• Exercise task A: Could you copy out the passage on urban heat islands word for word, beginning at the words that include "As urban populations" and stopping after "urban thermal environment."?
• Exercise task B:
Do these statements agree with the passage on urban heat islands? For each, answer yes or no and quote the words that decide it.
(i) Zhang et al. (2013) named canopy density, canopy area, tree height and solar radiation as main factors in the cooling and humidifying effects of plant communities.
(ii) Parsons noted that people tended to prefer densely planted forest patches.
(iii) Past studies found that the desire for a natural state in a forest increases with age.

== Quoted text ==

As urban populations grow and expand, the creation of urban heat islands (UHIs) have been aggravated mainly by the creation of impervious ground surfaces, the loss of vegetation, and generation of anthropogenic heat that is released from industrial and of human activities [1-4]. Many studies have been conducted, confirming that in addition to increasing air and surface temperatures in urban areas, UHIs can result in increased water and energy consumption for air conditioning as well as an increase in the concentration of ground level pollutants; these changes influence the habitability of cities and can even lead to direct or indirect harm to human health [5-8]. Considering the enormous adverse impacts caused by UHIs, the research community has conducted numerous research projects in the field to determine how to improve the urban thermal environment.

Among all possible cooling measures, vegetation provides one of the most effective strategies used to mitigate the UHI effect directly through shading and indirectly through evapotranspiration [9-15]. Numerous studies have been conducted to measure and evaluate the ability of vegetation to regulate the microclimate of urban areas [12, 16, 17], to adapt to patterns of climate change [13], to reduce energy use [18], and to improve the comfort of the urban population [19, 20]. Some related studies have reported that air temperature in the shade of trees would be significantly lower than in areas without trees during summer. Shashua-Bar et al. (2010) found that the grass planting combined with shade trees could make pronounced effects on air temperature reduction [15]. By referring to the previous studies, it was further found that structural characteristics of plant communities were important factors for mitigating the thermal environment [21, 22]. Zhang et al. (2013) investigated the interrelations between the structural characteristics of plant community and microclimate conditions, which testified canopy density, canopy area, tree height and solar radiation as the main factors influencing the cooling and humidifying effects from plant communities significantly [22].

Plant communities in urban parks could not only mitigate the thermal environment, but also provide the chances for urban residents to get close to nature [23]. Urban residents often expect to make frequent visits to parks close to home, which generate significant improvements in the perceived physical and psychological benefits of people as well as the well-being for users during periods of heat stress [24]. The attractiveness of urban parks to residents could be influenced by many factors including the structure features of the plant communities, the locomotor abilities of urban residents, and the desire of park users to observe wildlife etc. [23, 25]. Generally, researchers have found that park visitors have a strong preference for plant community scenes that are characterized by a moderate degree of openness along with high degrees of smoothness of ground texture which improves accessibility [26, 27]. From the perspective of landscape ecology, Parsons noted that while densely planted forest patches supported a diversity of wildlife habitats, people tended to prefer more open grassy areas punctuated by occasional groupings of trees and shrubs, i.e., moderately open settings [28]. Furthermore, residents with different socio-demographic characteristics may prefer different plant community scenes that vary in vegetation density [29-31]. In past studies, age was the most significant explanatory variable with the desire for a natural state in a forest decreasing with increasing age [23, 32, 33].

===
== Supplied data ==

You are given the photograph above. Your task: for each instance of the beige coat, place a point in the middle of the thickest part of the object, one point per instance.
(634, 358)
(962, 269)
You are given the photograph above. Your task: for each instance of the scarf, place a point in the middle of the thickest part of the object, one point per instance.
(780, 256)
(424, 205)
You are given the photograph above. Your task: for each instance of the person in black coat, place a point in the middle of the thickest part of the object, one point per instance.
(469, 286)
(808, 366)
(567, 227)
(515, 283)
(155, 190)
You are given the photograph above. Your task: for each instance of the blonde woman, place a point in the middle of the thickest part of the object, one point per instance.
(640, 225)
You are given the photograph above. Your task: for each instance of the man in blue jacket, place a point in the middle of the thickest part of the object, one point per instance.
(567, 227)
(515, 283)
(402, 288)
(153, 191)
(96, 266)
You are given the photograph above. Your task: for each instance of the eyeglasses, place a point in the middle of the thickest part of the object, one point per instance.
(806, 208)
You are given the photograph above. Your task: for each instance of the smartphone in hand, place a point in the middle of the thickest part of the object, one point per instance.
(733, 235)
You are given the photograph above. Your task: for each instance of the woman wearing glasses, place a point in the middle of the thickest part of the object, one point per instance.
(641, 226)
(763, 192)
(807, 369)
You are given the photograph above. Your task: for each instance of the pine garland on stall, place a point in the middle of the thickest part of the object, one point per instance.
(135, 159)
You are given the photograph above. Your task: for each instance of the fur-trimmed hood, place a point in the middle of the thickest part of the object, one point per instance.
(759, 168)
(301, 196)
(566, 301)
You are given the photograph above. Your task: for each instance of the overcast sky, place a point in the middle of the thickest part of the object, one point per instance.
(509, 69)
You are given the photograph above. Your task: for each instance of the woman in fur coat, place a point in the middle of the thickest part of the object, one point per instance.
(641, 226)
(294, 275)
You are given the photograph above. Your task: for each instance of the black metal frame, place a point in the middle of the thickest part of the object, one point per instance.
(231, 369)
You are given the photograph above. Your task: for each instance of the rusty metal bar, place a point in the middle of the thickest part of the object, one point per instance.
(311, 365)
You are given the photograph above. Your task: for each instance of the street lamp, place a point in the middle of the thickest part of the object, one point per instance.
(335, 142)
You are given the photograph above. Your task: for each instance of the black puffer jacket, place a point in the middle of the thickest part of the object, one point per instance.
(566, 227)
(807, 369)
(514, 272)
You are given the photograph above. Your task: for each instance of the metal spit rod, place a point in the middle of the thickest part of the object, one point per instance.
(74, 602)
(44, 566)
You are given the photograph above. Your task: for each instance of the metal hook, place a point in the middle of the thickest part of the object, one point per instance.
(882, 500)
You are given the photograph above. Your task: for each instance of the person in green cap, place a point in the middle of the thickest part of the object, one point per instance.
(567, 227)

===

• Exercise response A:
As urban populations grow and expand, the creation of urban heat islands (UHIs) have been aggravated mainly by the creation of impervious ground surfaces, the loss of vegetation, and generation of anthropogenic heat that is released from industrial and of human activities [1-4]. Many studies have been conducted, confirming that in addition to increasing air and surface temperatures in urban areas, UHIs can result in increased water and energy consumption for air conditioning as well as an increase in the concentration of ground level pollutants; these changes influence the habitability of cities and can even lead to direct or indirect harm to human health [5-8]. Considering the enormous adverse impacts caused by UHIs, the research community has conducted numerous research projects in the field to determine how to improve the urban thermal environment.

• Exercise response B:
(i) Yes: "testified canopy density, canopy area, tree height and solar radiation as the main factors influencing the cooling and humidifying effects from plant communities significantly"
(ii) No: "people tended to prefer more open grassy areas punctuated by occasional groupings of trees and shrubs, i.e., moderately open settings"
(iii) No: "the desire for a natural state in a forest decreasing with increasing age"